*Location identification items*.
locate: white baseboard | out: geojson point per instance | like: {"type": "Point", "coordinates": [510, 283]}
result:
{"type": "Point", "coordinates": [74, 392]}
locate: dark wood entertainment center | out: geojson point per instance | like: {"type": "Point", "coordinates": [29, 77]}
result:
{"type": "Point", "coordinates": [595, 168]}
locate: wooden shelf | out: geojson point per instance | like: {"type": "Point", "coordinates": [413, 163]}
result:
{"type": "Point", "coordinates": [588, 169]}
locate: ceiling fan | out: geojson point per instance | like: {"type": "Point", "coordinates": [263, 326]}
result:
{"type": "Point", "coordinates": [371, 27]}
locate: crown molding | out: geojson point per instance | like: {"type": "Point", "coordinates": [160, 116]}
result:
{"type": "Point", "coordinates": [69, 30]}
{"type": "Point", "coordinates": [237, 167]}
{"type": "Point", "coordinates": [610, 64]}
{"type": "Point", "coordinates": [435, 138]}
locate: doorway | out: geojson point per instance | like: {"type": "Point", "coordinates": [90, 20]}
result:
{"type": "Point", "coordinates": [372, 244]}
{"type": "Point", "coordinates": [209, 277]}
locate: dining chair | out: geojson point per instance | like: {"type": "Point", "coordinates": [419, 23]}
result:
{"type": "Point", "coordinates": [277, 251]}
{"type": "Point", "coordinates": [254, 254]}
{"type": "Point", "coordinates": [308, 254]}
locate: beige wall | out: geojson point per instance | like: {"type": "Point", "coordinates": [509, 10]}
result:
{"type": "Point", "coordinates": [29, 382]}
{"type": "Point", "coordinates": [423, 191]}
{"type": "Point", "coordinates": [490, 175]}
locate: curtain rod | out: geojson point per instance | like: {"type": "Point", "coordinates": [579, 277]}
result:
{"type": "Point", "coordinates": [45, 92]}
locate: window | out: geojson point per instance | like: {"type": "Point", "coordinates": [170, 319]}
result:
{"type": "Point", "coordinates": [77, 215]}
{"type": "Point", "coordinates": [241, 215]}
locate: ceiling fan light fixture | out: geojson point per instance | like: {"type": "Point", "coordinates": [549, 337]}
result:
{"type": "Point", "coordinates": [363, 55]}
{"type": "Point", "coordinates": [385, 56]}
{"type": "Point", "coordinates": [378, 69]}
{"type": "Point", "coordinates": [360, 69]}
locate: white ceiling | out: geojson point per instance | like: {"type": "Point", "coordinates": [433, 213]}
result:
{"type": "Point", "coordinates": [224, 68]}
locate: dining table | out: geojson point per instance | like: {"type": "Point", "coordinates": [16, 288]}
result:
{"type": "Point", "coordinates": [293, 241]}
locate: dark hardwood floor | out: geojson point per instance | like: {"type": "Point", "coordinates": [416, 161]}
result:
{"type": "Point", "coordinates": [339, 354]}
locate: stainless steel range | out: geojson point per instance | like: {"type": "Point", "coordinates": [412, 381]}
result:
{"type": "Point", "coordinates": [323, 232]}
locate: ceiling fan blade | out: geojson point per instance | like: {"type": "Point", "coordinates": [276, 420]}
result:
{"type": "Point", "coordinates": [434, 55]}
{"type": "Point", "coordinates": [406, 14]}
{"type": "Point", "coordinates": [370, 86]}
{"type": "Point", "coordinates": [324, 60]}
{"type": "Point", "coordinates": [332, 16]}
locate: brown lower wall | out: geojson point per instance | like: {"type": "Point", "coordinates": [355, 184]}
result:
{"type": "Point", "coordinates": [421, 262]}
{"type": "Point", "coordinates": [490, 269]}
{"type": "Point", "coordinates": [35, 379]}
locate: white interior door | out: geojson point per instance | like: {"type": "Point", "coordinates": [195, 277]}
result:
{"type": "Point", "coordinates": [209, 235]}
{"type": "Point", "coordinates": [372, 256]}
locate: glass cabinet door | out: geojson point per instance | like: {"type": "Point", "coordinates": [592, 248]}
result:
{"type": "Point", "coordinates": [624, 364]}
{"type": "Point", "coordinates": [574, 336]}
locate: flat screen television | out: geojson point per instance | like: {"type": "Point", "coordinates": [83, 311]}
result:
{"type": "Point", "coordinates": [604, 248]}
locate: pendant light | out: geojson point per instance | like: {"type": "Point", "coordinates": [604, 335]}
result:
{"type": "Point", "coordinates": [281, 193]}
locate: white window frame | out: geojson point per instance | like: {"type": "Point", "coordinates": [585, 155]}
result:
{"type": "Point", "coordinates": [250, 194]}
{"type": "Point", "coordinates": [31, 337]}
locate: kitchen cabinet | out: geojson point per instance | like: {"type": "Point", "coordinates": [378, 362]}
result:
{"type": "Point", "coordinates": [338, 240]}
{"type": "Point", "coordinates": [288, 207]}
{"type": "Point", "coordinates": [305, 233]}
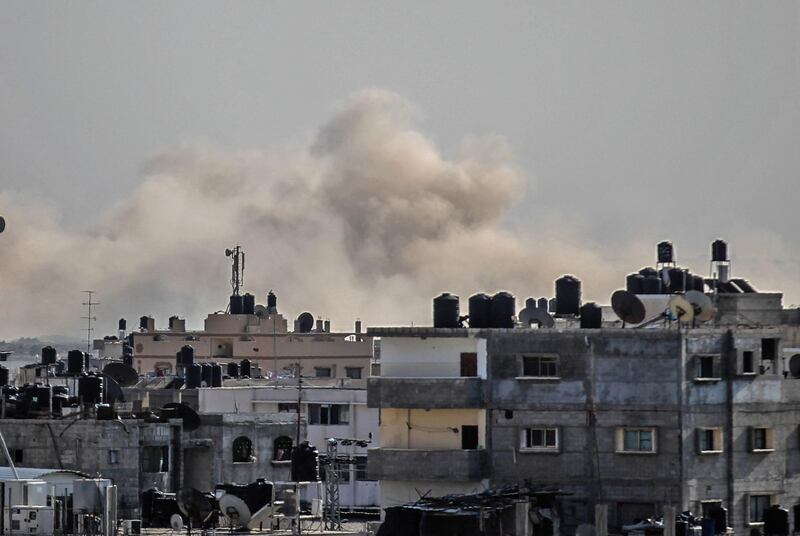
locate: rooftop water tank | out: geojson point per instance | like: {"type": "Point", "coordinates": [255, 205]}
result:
{"type": "Point", "coordinates": [502, 310]}
{"type": "Point", "coordinates": [719, 251]}
{"type": "Point", "coordinates": [445, 311]}
{"type": "Point", "coordinates": [480, 311]}
{"type": "Point", "coordinates": [568, 295]}
{"type": "Point", "coordinates": [591, 316]}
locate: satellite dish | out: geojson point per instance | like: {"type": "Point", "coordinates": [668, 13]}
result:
{"type": "Point", "coordinates": [794, 366]}
{"type": "Point", "coordinates": [535, 315]}
{"type": "Point", "coordinates": [191, 420]}
{"type": "Point", "coordinates": [235, 509]}
{"type": "Point", "coordinates": [680, 309]}
{"type": "Point", "coordinates": [113, 392]}
{"type": "Point", "coordinates": [305, 322]}
{"type": "Point", "coordinates": [121, 373]}
{"type": "Point", "coordinates": [703, 308]}
{"type": "Point", "coordinates": [176, 522]}
{"type": "Point", "coordinates": [628, 306]}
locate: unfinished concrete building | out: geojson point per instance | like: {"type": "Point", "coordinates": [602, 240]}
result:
{"type": "Point", "coordinates": [674, 414]}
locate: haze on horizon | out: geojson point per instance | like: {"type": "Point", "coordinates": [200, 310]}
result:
{"type": "Point", "coordinates": [370, 156]}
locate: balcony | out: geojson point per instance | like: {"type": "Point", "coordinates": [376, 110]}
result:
{"type": "Point", "coordinates": [422, 464]}
{"type": "Point", "coordinates": [425, 393]}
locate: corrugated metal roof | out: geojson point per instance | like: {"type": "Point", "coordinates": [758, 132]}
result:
{"type": "Point", "coordinates": [32, 473]}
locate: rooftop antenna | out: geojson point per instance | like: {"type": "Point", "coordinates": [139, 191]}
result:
{"type": "Point", "coordinates": [237, 270]}
{"type": "Point", "coordinates": [89, 318]}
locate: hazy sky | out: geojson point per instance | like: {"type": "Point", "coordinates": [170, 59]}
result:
{"type": "Point", "coordinates": [629, 121]}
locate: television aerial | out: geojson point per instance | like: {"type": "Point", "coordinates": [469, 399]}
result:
{"type": "Point", "coordinates": [235, 509]}
{"type": "Point", "coordinates": [680, 309]}
{"type": "Point", "coordinates": [703, 308]}
{"type": "Point", "coordinates": [628, 307]}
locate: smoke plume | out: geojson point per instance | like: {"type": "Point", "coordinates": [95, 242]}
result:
{"type": "Point", "coordinates": [368, 220]}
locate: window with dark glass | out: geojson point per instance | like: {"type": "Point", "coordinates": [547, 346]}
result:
{"type": "Point", "coordinates": [282, 449]}
{"type": "Point", "coordinates": [242, 450]}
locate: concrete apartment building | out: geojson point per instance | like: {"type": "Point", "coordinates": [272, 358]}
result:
{"type": "Point", "coordinates": [327, 410]}
{"type": "Point", "coordinates": [633, 418]}
{"type": "Point", "coordinates": [263, 339]}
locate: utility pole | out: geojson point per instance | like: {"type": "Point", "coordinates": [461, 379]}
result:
{"type": "Point", "coordinates": [89, 318]}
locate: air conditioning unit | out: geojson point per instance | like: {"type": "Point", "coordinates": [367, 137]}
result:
{"type": "Point", "coordinates": [131, 527]}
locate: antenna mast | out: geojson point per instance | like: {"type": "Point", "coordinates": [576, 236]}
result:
{"type": "Point", "coordinates": [237, 270]}
{"type": "Point", "coordinates": [89, 318]}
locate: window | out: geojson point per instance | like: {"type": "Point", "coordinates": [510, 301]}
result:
{"type": "Point", "coordinates": [469, 364]}
{"type": "Point", "coordinates": [761, 439]}
{"type": "Point", "coordinates": [540, 366]}
{"type": "Point", "coordinates": [758, 503]}
{"type": "Point", "coordinates": [328, 414]}
{"type": "Point", "coordinates": [469, 437]}
{"type": "Point", "coordinates": [155, 459]}
{"type": "Point", "coordinates": [361, 469]}
{"type": "Point", "coordinates": [354, 373]}
{"type": "Point", "coordinates": [707, 367]}
{"type": "Point", "coordinates": [769, 348]}
{"type": "Point", "coordinates": [243, 450]}
{"type": "Point", "coordinates": [282, 449]}
{"type": "Point", "coordinates": [636, 440]}
{"type": "Point", "coordinates": [541, 439]}
{"type": "Point", "coordinates": [748, 364]}
{"type": "Point", "coordinates": [709, 440]}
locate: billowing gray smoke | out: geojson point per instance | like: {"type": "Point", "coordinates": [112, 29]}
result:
{"type": "Point", "coordinates": [369, 220]}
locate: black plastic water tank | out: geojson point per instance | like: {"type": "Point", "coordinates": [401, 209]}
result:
{"type": "Point", "coordinates": [568, 295]}
{"type": "Point", "coordinates": [305, 463]}
{"type": "Point", "coordinates": [244, 368]}
{"type": "Point", "coordinates": [186, 356]}
{"type": "Point", "coordinates": [248, 304]}
{"type": "Point", "coordinates": [651, 284]}
{"type": "Point", "coordinates": [635, 283]}
{"type": "Point", "coordinates": [591, 316]}
{"type": "Point", "coordinates": [776, 521]}
{"type": "Point", "coordinates": [719, 250]}
{"type": "Point", "coordinates": [194, 375]}
{"type": "Point", "coordinates": [480, 311]}
{"type": "Point", "coordinates": [665, 253]}
{"type": "Point", "coordinates": [648, 271]}
{"type": "Point", "coordinates": [216, 375]}
{"type": "Point", "coordinates": [698, 283]}
{"type": "Point", "coordinates": [677, 280]}
{"type": "Point", "coordinates": [49, 355]}
{"type": "Point", "coordinates": [445, 311]}
{"type": "Point", "coordinates": [90, 389]}
{"type": "Point", "coordinates": [75, 363]}
{"type": "Point", "coordinates": [236, 304]}
{"type": "Point", "coordinates": [502, 310]}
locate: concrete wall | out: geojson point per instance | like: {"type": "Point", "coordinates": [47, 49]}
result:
{"type": "Point", "coordinates": [84, 446]}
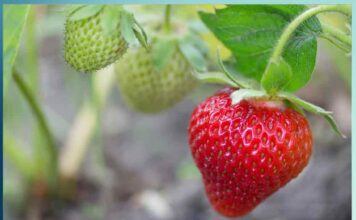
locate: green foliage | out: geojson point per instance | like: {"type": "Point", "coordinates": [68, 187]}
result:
{"type": "Point", "coordinates": [193, 55]}
{"type": "Point", "coordinates": [83, 12]}
{"type": "Point", "coordinates": [314, 109]}
{"type": "Point", "coordinates": [251, 32]}
{"type": "Point", "coordinates": [14, 20]}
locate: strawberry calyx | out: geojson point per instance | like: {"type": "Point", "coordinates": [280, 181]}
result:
{"type": "Point", "coordinates": [247, 90]}
{"type": "Point", "coordinates": [111, 16]}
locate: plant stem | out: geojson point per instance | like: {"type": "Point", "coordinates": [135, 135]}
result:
{"type": "Point", "coordinates": [38, 113]}
{"type": "Point", "coordinates": [17, 156]}
{"type": "Point", "coordinates": [86, 121]}
{"type": "Point", "coordinates": [336, 37]}
{"type": "Point", "coordinates": [167, 18]}
{"type": "Point", "coordinates": [343, 9]}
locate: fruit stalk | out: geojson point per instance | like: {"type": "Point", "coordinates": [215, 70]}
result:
{"type": "Point", "coordinates": [167, 18]}
{"type": "Point", "coordinates": [41, 119]}
{"type": "Point", "coordinates": [336, 37]}
{"type": "Point", "coordinates": [83, 129]}
{"type": "Point", "coordinates": [343, 9]}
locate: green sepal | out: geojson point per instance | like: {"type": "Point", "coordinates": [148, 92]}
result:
{"type": "Point", "coordinates": [193, 55]}
{"type": "Point", "coordinates": [162, 52]}
{"type": "Point", "coordinates": [314, 109]}
{"type": "Point", "coordinates": [70, 9]}
{"type": "Point", "coordinates": [110, 19]}
{"type": "Point", "coordinates": [214, 77]}
{"type": "Point", "coordinates": [83, 12]}
{"type": "Point", "coordinates": [276, 76]}
{"type": "Point", "coordinates": [241, 94]}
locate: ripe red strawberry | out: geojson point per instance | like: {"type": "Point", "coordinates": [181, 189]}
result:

*WHAT TO WORK ON*.
Look above for the line containing "locate: green sepal"; copy from it through the last line, exactly, and nothing more.

*WORKED ANSWER*.
locate: green sepal | out: geojson point per instance | like: {"type": "Point", "coordinates": [148, 92]}
result:
{"type": "Point", "coordinates": [193, 55]}
{"type": "Point", "coordinates": [162, 52]}
{"type": "Point", "coordinates": [314, 109]}
{"type": "Point", "coordinates": [70, 9]}
{"type": "Point", "coordinates": [110, 19]}
{"type": "Point", "coordinates": [214, 77]}
{"type": "Point", "coordinates": [83, 12]}
{"type": "Point", "coordinates": [276, 76]}
{"type": "Point", "coordinates": [241, 94]}
locate: ripe red strawberry | out: geojson point per instance | like: {"type": "Point", "coordinates": [181, 189]}
result:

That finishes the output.